● **TRECHO SELECIONADO**
------------------------------
No final dos anos 1990, depois de quase dez anos longe da poesia, realizou o projeto de publicar mil sonetos, dedicados a temas variados, como política e impressões sobre a cidade de São Paulo. Em parceria com o professor Jorge Schwartz, da Universidade de São Paulo (USP), ganhou o Prêmio Jabuti pela tradução da obra inaugural de Jorge Luis Borges (1899-1986), Fervor de Buenos Aires, em 19993 – além do fato de terem sido bibliotecários e cegos, há uma terceira coincidência entre o argentino e o baiano, segundo ele mesmo: o misticismo. “Minha postura é a de observar o equilíbrio de forças entre bem e mal, forças obscuras e forças iluminadas; sou um observador participante dessas coisas. Vivo mais intensamente as contradições do que Borges. Ele talvez tenha se apoiado mais em determinadas forças e se engrandecido mais. Eu não. Estou numa posição muito neutra, muito menor. Observo mais este antagonismo”, disse a Fabio Weintraub (2000). Ao perder completamente a visão, deixou de lado a criação gráfica – as histórias em quadrinhos e a poesia concreta – para se dedicar à escrever letras de música e à produção fonográfica. “Antes de 2012 eu compunha até dezenas de sonetos por dia e sempre tinha algo já memorizado a ser digitado ou aprimorado. Atualmente, apenas reviso a ortografia dos arquivos que ainda estavam na redação original, anterior a 2009, além de um ou outro poema novo. Já não trabalho com textos teóricos, concluídos que foram o tratado de versificação e o dicionário ortográfico. Também já não escrevo ficção, publicados que estão meus romances e volumes de contos. Já não colaboro com crônicas para alguma coluna virtual em sites alheios [...]. Resta mesmo a poesia, mais sintética mas que exige mais atenção a cada palavra”, comentou em entrevista para José Nunes4.
------------------------------
Registros extraídos:
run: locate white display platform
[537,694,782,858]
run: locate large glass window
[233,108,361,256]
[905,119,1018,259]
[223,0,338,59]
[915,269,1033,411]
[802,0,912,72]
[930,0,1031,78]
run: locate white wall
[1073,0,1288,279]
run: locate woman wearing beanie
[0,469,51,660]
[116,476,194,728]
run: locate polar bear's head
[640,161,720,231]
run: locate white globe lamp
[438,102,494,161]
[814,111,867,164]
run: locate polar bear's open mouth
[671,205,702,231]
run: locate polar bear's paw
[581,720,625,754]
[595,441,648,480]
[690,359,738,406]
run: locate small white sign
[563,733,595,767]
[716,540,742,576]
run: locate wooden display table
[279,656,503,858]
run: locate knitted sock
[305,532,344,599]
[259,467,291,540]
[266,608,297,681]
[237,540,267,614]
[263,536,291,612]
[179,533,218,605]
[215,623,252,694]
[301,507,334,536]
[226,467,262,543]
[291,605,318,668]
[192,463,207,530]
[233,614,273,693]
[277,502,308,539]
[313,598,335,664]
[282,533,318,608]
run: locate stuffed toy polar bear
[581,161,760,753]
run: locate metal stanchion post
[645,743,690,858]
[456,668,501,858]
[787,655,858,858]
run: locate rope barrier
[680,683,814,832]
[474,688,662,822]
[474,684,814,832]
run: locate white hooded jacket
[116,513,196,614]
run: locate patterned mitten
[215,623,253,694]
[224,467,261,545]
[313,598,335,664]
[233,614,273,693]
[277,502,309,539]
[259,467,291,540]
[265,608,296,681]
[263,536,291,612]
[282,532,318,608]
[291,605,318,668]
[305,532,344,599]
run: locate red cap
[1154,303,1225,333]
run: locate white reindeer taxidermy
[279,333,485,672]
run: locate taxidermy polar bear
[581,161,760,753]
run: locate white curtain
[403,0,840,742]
------------------------------
● **TAREFA CURTA 1**
Apresente como uma lista JSON de strings, uma por linha e sem as linhas em branco, as linhas dos registros que começam na primeira linha e seguem até a linha que contém "[116,513,196,614]", incluindo ambas as pontas.
● **TAREFA CURTA 2**
Dê continuidade ao trecho sobre a trajetória do poeta baiano a partir do ponto em que ele termina.

● **RESPOSTA 1**
[
  "run: locate white display platform",
  "[537,694,782,858]",
  "run: locate large glass window",
  "[233,108,361,256]",
  "[905,119,1018,259]",
  "[223,0,338,59]",
  "[915,269,1033,411]",
  "[802,0,912,72]",
  "[930,0,1031,78]",
  "run: locate white wall",
  "[1073,0,1288,279]",
  "run: locate woman wearing beanie",
  "[0,469,51,660]",
  "[116,476,194,728]",
  "run: locate polar bear's head",
  "[640,161,720,231]",
  "run: locate white globe lamp",
  "[438,102,494,161]",
  "[814,111,867,164]",
  "run: locate polar bear's open mouth",
  "[671,205,702,231]",
  "run: locate polar bear's paw",
  "[581,720,625,754]",
  "[595,441,648,480]",
  "[690,359,738,406]",
  "run: locate small white sign",
  "[563,733,595,767]",
  "[716,540,742,576]",
  "run: locate wooden display table",
  "[279,656,503,858]",
  "run: locate knitted sock",
  "[305,532,344,599]",
  "[259,467,291,540]",
  "[266,608,297,681]",
  "[237,540,267,614]",
  "[263,536,291,612]",
  "[179,533,218,605]",
  "[215,623,252,694]",
  "[301,507,334,536]",
  "[226,467,262,543]",
  "[291,605,318,668]",
  "[192,463,207,530]",
  "[233,614,273,693]",
  "[277,502,308,539]",
  "[313,598,335,664]",
  "[282,533,318,608]",
  "run: locate stuffed toy polar bear",
  "[581,161,760,753]",
  "run: locate metal stanchion post",
  "[645,743,690,858]",
  "[456,668,501,858]",
  "[787,655,858,858]",
  "run: locate rope barrier",
  "[680,683,814,832]",
  "[474,688,662,822]",
  "[474,684,814,832]",
  "run: locate white hooded jacket",
  "[116,513,196,614]"
]

● **RESPOSTA 2**
Sobre o modo de escrever sonetos, que muitas vezes ocorre quando acorda no meio da noite, assustado, confessou a Weintraub: “O mais curioso de tudo é que, depois de ter composto todo o soneto na cabeça, vem um lance borgiano. Eu consigo ‘salvar’ isso na cabeça, da mesma forma que se ‘salva’ num arquivo de computador. [...] É claro que há sonetos que, mesmo depois de ‘salvos’, eu modifico no computador. Ou sonetos que eu não completo durante uma noite. Fica faltando alguma coisa, um terceto, um verso no meio etc. Aí eu salvo o que já está pronto, deixo uma lacuna mental, depois digito e fico estudando um meio de completar aquilo. Mas são exceções. Em geral, a coisa se desenvolve de uma forma mais solta.” Recentemente voltou a escrever poesias e textos para a internet, para revistas eletrônicas e impressas, como a Caros Amigos. Seus temas, desde o início, se caracterizam pela exploração de temas polêmicos, como a violência e a discriminação, em forma de sátira, fescenina, que abusa da pornografia e da escatologia. No aspecto linguístico, incorpora as gírias suburbanas e os neologismos culturais da segunda metade do século XX em seus sonetos decassílabos heroicos. “Difícil não nos é fazer humor; difícil é deixarmos de fazê-lo. E como diziam os velhos trovadores, não é difícil ser poeta: ou é muito fácil, ou é impossível”, disse para Nunes5.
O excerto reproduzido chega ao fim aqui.